[Text section Boundary: Start]

“I fought with the kids across Flatbush everyday,” said Syndie Ciné, a second-generation Haitian-American living in New York. “They would see me and say, ‘here comes the dirty Haitian.’ Sometimes they would lift up my pant leg and ask if I was wearing socks that day or if I had HBO – Haitian Body Odor.”
Having to regularly fight “fist to cuffs” with her neighbors increased Ciné’s bond to family and culture. She didn’t want to assimilate. Many second-generation Haitian Americans struggle to reconcile their Haitian roots with the lives they have in the United States, caught between two cultures and often forced to choose one over the other. According to the Pew Foundation second-generation children are born in the United States to at least one immigrant parent.
Haitians started immigrating to the United States in large numbers in the 1970s to escape political oppression, crushing poverty, and lack of jobs back home. They risked their lives to come to the U.S. by any means necessary, legally or illegally.
But as they settled into their new lives, many Haitian refugees faced new challenges, including a crushing stigma. In the early 1980s, when researchers were beginning to understand the nature of the AIDS virus, the Center for Disease Control mislabeled Haitians as one of four carriers of HIV. Although Haitians were taken off the list a short time later, the stigma had already marked the Haitian-American community.
Images of emaciated Haitians arriving on boats off the coast of Florida also flooded newspapers and television screens. They were called “boat people.” Ultimately, the U.S. government amended its immigration policies for Haitians seeking political asylum, making them more harsh and discriminatory. According to the U.S. Coast Guard, Haitian refugees were no longer granted political asylum when they reached U.S. soil, unlike like Cuban counterparts.
Ciné, 25, grew up in New York in the 1980’s and 1990’s, the peak years of Haitian immigration to the U.S., with over 80,000 immigrants entering the country per year, according to the U.S. census. The time period also marked the beginning of their stigmatization.
Despite the stigmas, Ciné, whose parents were born in Haiti, embraced her Haitian roots. Growing up in Brooklyn’s East Flatbush neighborhood, Ciné was surrounded by Haitians and other West Indians. Her middle-class community maintained a similar set of values for the children born in the United States – church, chores and academic achievement.
“My mother said she had Haitian children, not American children and raised us that way,” said Ciné. “We ate Haitian food, listened to Haitian music, and had Haitian friends.”
Mass was held in French and Creole, with many of the first-generation Haitian Americans squirming in the pews. Homework was done with diligence and chores grudgingly completed.

[Text section Boundary: End]
[Source data Boundary: Start]

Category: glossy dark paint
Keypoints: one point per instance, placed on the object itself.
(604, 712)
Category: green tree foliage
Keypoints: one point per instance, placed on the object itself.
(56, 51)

[Source data Boundary: End]

Your task: Please list every reason the article about second-generation Haitian Americans gives for Haitians immigrating to the United States in large numbers in the 1970s. The entries are separate material and have no connection to the article about second-generation Haitian Americans.

Task solution:
- Political oppression
- Crushing poverty
- Lack of jobs back home